YOUR GOAL: The records are to be restated in their entirety, word for word.

%%

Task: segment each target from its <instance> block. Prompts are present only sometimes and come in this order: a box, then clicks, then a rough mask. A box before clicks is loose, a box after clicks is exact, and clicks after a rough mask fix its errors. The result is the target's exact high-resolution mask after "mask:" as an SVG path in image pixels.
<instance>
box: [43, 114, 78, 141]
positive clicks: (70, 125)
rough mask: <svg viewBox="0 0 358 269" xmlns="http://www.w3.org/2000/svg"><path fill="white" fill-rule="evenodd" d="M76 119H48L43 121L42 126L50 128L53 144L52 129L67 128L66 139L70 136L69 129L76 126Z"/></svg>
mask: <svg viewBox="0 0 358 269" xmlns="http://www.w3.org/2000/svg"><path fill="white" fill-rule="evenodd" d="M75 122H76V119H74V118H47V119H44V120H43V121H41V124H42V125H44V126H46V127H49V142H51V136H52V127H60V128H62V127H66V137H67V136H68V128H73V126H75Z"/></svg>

%%

EXERCISE OUTPUT:
Task: segment each target from its <instance> block. Prompts are present only sometimes and come in this order: a box, then clicks, then a rough mask. A box before clicks is loose, a box after clicks is exact, and clicks after a rough mask fix its errors. The result is the target's exact high-resolution mask after "mask:" as an SVG path in image pixels.
<instance>
box: [43, 114, 78, 141]
positive clicks: (70, 125)
rough mask: <svg viewBox="0 0 358 269" xmlns="http://www.w3.org/2000/svg"><path fill="white" fill-rule="evenodd" d="M76 119H48L43 121L42 126L50 128L53 144L52 129L67 128L66 139L70 136L69 129L76 126Z"/></svg>
mask: <svg viewBox="0 0 358 269" xmlns="http://www.w3.org/2000/svg"><path fill="white" fill-rule="evenodd" d="M75 122H76V119H74V118H47V119H44V120H43V121H41V124H42V125H44V126H46V127H49V142H51V136H52V127H60V128H62V127H66V137H67V136H68V128H73V126H75Z"/></svg>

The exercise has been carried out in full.